— start of EXERCISE DATA —

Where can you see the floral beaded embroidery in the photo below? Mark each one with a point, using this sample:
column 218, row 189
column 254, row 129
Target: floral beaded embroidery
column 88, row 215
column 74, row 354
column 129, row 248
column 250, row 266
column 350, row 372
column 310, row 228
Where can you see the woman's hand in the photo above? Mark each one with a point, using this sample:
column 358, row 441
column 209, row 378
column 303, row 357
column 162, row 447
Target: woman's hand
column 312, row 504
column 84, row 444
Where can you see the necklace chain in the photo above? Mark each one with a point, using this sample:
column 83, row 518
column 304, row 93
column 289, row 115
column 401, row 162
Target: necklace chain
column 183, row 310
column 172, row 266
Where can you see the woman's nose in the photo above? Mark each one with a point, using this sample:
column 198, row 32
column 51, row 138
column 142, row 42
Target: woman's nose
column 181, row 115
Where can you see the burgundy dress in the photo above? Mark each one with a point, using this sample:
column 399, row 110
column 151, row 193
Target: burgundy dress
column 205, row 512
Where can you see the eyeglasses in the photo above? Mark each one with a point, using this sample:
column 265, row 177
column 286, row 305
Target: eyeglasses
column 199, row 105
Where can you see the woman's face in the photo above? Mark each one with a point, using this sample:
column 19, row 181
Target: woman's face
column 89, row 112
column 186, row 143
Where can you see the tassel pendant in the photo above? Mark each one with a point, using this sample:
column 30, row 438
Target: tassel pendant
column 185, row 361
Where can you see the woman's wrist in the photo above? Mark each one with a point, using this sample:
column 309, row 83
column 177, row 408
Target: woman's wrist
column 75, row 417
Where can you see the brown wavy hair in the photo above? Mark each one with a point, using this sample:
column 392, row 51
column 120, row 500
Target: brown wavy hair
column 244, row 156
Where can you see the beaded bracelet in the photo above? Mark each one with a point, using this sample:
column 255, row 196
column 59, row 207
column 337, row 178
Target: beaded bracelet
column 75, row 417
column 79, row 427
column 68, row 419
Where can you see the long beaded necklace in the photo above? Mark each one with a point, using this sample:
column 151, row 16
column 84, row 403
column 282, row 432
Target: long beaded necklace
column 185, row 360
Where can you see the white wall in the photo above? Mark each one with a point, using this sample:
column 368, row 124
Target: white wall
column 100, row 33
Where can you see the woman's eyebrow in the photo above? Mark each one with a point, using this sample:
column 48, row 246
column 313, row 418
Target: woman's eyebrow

— end of EXERCISE DATA —

* _WRITTEN PROBLEM_: Return the lines of the records above unchanged, starting at the line containing "Where can you see the woman's face" and ending at the line containing "column 68, row 419", with both of those lines included.

* _SOLUTION FOR THIS EXERCISE_:
Where can you see the woman's face in the photo above? Mark each one with a point, using this sample:
column 19, row 181
Target: woman's face
column 89, row 112
column 186, row 143
Where can you see the tassel pendant in the photo above? Mark each one with a point, using this sample:
column 30, row 438
Target: tassel pendant
column 185, row 361
Where can you see the woman's wrist in the photo above? Mark each one with a point, using this sample:
column 309, row 83
column 177, row 408
Target: woman's wrist
column 75, row 417
Where can you see the brown wavy hair in the photo above? Mark each one with a point, using this sample:
column 392, row 51
column 120, row 500
Target: brown wavy hair
column 244, row 156
Where can you see the beaded bracelet in the photo above? Mark each one with a point, using this sample:
column 255, row 196
column 59, row 207
column 337, row 178
Target: beaded bracelet
column 75, row 417
column 79, row 427
column 68, row 419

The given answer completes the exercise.